* _EXTRACT PROVIDED_
****************

Benard Otunga v Republic [2019] KEHC 4785 (KLR)
Full Case Text
REPUBLIC OF KENYA
IN THE HIGH COURT OF KENYA
AT NAKURU
MISC. CRIMINAL APPLICATION NO. 54 OF 2018
BENARD OTUNGA........................................................................APPLICANT
VERSUS
REPUBLIC ................................................................................................STATE
JUDGEMENT
1. Bernard Otunga and Charles Amunge Kaliche were charged, tried and convicted on a charge of Robbery with Violence contrary to Section 296(2) of the Penal Code. They were sentenced to suffer death. The two also faced alternative but separate counts of handling stolen property contrary to Section 322(2) of the Penal Code but no findings were made thereon, in view of the conviction and sentence on the robbery charge.
2. The particulars of the robbery charge were that on the 21st day of December 2002 at Pondali Estate of Nakuru District within the Rift Valley Province, the Applicant, jointly with at least three others, and while armed with pangas and simis robbed Fredrick Ochieng’ of 1 Sharp TV set, one Panasonic Radio Cassette; 7 shirts; 10 long trousers; and Kshs. 1000/- in cash all valued at Kshs. 17,400/-. The Applicant and his colleagues are alleged to have used actual violence on the victim.
3. The Applicant and his Co-Accused pleaded not guilty to the charge and the case proceeded to full hearing. At the conclusion, the Court convicted both Accused Person and sentenced them to death as the law by then provided.

****************

* _DATA SECTION_
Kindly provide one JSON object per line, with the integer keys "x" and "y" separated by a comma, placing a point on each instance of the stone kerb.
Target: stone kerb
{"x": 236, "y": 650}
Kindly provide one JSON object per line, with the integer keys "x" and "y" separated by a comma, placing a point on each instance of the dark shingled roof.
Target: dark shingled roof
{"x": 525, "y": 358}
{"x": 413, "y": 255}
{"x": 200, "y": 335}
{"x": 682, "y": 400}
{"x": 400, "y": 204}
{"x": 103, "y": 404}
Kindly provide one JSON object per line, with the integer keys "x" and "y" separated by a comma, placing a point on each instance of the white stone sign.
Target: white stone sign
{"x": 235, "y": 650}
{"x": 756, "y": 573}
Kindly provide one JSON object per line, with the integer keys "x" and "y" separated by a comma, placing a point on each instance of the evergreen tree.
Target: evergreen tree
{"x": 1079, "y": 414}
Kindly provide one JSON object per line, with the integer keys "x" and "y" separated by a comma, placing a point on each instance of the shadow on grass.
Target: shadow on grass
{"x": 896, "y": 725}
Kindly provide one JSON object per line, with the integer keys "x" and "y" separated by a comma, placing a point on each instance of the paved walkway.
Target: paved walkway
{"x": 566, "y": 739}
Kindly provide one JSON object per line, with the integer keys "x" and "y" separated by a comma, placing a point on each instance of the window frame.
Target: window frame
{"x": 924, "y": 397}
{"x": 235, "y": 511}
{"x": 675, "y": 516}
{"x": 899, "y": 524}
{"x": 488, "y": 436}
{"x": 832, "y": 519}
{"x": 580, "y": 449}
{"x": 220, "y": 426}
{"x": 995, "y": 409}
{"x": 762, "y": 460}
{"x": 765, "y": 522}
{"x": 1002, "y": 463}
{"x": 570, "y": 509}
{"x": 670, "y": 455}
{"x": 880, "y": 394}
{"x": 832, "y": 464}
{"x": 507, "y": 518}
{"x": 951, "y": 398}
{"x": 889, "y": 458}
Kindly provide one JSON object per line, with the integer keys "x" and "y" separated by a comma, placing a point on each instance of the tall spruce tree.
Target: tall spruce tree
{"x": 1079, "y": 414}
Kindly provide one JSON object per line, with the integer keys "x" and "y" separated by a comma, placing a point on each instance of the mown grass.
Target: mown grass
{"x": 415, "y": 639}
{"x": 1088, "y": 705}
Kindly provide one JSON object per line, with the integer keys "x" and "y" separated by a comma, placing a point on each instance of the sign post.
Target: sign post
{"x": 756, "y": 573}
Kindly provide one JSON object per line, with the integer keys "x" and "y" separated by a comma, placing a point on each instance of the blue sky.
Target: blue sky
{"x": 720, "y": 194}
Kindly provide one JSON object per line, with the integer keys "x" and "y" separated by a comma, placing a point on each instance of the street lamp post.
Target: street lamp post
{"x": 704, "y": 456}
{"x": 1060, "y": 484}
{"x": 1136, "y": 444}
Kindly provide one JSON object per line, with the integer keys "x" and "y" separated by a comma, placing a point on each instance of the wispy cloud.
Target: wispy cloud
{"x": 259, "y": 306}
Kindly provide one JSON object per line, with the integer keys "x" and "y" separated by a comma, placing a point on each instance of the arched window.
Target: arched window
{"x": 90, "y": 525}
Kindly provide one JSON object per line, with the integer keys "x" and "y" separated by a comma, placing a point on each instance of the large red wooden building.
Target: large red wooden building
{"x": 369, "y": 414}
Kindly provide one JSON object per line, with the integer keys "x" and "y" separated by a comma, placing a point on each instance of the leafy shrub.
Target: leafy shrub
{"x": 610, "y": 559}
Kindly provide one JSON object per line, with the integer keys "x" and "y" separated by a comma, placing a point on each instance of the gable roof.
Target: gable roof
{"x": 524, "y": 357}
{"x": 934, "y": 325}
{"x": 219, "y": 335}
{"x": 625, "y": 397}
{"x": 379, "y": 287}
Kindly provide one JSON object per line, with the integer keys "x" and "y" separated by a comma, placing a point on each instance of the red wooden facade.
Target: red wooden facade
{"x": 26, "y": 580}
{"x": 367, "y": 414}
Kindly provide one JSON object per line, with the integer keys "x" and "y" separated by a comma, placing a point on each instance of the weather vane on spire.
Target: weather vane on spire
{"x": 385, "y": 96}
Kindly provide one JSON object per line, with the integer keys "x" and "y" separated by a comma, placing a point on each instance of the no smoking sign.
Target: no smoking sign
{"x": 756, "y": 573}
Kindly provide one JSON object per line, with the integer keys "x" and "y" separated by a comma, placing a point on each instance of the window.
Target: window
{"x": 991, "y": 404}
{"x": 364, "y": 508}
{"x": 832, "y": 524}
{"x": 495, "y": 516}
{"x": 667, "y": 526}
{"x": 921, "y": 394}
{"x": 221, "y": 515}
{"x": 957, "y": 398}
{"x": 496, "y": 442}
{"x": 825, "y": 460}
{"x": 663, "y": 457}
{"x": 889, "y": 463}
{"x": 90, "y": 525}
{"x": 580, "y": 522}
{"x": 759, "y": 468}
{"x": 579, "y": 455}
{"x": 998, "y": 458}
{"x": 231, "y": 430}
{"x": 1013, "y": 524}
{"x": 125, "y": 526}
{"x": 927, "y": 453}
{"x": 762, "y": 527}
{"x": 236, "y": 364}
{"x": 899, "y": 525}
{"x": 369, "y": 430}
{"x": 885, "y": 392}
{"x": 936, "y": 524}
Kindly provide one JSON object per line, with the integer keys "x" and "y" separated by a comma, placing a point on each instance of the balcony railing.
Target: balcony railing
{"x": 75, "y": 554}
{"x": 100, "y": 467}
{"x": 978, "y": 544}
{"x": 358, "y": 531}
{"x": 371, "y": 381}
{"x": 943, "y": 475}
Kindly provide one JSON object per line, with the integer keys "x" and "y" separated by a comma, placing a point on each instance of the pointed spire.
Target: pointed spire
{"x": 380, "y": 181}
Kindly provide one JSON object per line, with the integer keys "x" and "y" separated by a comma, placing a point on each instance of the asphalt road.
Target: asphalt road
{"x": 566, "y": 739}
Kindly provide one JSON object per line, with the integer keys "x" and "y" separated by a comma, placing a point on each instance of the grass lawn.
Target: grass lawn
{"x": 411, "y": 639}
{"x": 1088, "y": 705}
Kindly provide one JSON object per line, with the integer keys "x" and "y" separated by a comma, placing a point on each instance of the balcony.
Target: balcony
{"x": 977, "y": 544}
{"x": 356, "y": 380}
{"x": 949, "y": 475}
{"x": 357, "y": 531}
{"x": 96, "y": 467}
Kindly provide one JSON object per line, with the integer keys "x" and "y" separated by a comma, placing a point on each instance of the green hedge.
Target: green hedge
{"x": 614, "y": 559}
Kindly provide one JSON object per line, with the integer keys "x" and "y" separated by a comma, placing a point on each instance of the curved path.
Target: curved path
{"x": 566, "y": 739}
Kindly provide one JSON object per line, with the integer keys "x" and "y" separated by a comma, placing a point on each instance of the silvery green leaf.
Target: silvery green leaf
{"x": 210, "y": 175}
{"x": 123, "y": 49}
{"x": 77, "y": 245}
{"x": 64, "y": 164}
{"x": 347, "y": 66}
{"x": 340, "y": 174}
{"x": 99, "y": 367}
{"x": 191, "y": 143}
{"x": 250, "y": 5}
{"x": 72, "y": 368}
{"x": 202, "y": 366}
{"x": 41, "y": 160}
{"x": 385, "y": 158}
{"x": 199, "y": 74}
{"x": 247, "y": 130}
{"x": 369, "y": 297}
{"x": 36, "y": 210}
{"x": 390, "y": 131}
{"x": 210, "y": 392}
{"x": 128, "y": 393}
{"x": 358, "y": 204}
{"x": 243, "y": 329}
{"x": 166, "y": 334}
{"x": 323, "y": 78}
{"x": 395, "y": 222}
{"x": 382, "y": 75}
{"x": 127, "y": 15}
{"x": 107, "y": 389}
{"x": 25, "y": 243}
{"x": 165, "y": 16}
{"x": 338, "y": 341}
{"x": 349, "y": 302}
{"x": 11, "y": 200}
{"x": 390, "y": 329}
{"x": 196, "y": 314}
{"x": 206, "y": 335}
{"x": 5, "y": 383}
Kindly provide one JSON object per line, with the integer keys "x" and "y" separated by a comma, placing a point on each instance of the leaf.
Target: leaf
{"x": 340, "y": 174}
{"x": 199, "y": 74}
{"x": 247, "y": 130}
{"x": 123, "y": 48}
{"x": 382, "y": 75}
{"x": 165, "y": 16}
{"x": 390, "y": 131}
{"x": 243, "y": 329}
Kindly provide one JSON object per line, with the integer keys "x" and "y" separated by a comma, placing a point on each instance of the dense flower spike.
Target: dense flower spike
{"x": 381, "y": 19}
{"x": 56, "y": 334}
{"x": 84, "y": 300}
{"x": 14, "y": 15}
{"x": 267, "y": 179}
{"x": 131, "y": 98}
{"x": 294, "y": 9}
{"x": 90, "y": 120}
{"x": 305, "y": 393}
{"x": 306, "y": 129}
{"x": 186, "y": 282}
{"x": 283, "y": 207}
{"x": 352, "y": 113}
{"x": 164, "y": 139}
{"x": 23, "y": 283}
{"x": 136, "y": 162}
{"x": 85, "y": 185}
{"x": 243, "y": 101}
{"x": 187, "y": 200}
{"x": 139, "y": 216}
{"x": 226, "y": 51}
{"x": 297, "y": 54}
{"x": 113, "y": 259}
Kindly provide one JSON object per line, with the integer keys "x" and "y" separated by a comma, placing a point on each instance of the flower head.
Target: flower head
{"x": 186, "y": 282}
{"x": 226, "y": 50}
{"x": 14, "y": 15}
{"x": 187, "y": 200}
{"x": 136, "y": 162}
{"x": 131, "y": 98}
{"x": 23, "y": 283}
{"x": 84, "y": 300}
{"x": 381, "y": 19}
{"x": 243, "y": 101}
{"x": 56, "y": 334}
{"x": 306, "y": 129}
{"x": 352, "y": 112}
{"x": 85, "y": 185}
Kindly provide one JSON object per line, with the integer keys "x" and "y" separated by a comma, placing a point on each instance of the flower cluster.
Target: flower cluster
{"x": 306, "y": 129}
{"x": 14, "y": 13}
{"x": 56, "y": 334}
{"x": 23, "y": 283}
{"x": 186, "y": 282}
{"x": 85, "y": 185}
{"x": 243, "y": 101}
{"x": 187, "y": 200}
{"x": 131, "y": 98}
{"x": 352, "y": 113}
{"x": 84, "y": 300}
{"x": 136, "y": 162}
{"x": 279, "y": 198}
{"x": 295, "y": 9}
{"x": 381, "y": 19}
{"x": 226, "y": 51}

****************

* _WRITTEN TASK 1_
According to the judgement, on what date did the robbery take place?
* _WRITTEN TASK 2_
Repeat the part of the judgement between "Benard Otunga v" and "the robbery charge.", inclusive.
* _WRITTEN TASK 3_
List every item that the judgement says was taken from Fredrick Ochieng’ in the robbery.

* _EXPECTED ANSWER 1_
The 21st day of December 2002.

* _EXPECTED ANSWER 2_
Benard Otunga v Republic [2019] KEHC 4785 (KLR)
Full Case Text
REPUBLIC OF KENYA
IN THE HIGH COURT OF KENYA
AT NAKURU
MISC. CRIMINAL APPLICATION NO. 54 OF 2018
BENARD OTUNGA........................................................................APPLICANT
VERSUS
REPUBLIC ................................................................................................STATE
JUDGEMENT
1. Bernard Otunga and Charles Amunge Kaliche were charged, tried and convicted on a charge of Robbery with Violence contrary to Section 296(2) of the Penal Code. They were sentenced to suffer death. The two also faced alternative but separate counts of handling stolen property contrary to Section 322(2) of the Penal Code but no findings were made thereon, in view of the conviction and sentence on the robbery charge.

* _EXPECTED ANSWER 3_
1 Sharp TV set; one Panasonic Radio Cassette; 7 shirts; 10 long trousers; Kshs. 1000/- in cash